**Activity:**
From the entries that follow, copy each line containing the word "given".

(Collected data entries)

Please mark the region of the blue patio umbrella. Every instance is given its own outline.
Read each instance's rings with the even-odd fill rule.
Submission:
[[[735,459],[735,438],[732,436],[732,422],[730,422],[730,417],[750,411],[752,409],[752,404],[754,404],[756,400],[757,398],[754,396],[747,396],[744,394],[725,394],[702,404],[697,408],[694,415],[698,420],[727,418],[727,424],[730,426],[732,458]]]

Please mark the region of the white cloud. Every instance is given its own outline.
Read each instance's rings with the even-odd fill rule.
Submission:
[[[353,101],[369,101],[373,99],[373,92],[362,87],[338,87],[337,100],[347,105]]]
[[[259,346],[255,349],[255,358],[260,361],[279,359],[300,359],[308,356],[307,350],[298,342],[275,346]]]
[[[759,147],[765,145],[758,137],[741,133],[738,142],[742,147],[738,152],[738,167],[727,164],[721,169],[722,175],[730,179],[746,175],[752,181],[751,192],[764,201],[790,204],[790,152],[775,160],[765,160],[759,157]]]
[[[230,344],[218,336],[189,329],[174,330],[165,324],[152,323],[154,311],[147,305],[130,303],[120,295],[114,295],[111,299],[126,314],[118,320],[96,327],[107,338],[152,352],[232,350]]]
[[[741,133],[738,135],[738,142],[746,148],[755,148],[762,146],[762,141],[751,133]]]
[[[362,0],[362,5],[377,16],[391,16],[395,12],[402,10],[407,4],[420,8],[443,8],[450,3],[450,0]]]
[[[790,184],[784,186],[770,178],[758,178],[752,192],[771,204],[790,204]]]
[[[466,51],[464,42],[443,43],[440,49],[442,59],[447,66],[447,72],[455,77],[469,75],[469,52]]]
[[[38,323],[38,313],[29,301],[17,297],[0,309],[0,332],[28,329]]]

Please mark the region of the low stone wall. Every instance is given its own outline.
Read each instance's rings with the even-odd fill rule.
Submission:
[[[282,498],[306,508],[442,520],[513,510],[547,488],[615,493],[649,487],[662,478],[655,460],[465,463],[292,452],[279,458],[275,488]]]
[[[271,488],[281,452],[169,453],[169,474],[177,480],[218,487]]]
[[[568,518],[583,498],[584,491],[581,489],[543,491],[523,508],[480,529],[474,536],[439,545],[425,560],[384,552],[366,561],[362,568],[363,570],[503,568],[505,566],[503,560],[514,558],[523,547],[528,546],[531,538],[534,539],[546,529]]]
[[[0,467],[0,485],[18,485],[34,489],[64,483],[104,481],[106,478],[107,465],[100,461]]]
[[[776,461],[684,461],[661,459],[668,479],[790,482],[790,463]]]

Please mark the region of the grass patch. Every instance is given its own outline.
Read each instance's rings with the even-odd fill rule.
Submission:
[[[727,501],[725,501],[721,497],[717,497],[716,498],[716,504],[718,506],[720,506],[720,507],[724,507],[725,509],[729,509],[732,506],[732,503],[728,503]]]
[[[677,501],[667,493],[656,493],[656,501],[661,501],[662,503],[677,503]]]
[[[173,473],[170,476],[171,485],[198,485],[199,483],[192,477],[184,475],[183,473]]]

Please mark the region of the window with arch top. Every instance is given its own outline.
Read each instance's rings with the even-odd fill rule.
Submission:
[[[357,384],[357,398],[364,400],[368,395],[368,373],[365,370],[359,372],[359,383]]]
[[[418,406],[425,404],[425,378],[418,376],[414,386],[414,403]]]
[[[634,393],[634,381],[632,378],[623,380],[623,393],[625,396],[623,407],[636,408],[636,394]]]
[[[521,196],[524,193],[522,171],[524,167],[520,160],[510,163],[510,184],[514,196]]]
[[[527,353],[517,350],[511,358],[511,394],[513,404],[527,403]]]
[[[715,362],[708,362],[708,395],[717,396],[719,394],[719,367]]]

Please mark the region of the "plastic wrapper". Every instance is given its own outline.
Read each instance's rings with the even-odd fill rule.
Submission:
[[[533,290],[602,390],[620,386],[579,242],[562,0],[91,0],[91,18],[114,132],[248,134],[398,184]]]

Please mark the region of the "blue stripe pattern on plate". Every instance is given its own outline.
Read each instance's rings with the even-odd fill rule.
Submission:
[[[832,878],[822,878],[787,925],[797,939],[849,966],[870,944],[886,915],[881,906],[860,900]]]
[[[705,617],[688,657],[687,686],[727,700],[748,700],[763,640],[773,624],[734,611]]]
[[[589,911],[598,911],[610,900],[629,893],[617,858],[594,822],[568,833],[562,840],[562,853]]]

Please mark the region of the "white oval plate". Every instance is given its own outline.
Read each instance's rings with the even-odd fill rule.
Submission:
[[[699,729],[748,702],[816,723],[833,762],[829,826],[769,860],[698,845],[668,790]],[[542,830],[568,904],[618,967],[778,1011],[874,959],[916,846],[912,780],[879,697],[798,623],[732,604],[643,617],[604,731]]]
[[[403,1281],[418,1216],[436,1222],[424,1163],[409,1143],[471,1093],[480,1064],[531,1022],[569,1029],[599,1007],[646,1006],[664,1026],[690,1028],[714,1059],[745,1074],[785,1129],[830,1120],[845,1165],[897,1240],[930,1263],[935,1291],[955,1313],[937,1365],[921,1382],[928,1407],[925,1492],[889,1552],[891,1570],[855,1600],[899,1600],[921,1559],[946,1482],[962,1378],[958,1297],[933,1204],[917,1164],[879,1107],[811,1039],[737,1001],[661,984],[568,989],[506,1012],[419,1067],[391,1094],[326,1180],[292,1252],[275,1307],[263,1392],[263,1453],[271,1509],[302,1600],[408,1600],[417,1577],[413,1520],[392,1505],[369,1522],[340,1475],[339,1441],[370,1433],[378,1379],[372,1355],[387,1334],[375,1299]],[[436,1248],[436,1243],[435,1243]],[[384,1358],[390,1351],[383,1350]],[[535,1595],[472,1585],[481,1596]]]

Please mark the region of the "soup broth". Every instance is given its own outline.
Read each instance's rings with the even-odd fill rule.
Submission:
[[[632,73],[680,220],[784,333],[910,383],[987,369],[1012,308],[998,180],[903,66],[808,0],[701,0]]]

**Solution to this problem:**
Please mark the region of the blue patio umbrella. Every instance is given its own outline.
Please mark the region of the white cloud. Every instance is given its own outline.
Please mark the region of the low stone wall. Every instance is given its own outline.
Please mark the region of the grass patch. Every instance is given its own outline.
Please mark the region of the window with arch top. Every instance is given its own outline.
Please mark the region of the "plastic wrapper". Every instance is given its own outline.
Please mark the region of the "blue stripe pattern on plate". Every instance is given its own outline.
Please mark the region of the "white oval plate". Every instance is given its own outline.
Please mark the region of the "soup broth". Every instance is given its own outline.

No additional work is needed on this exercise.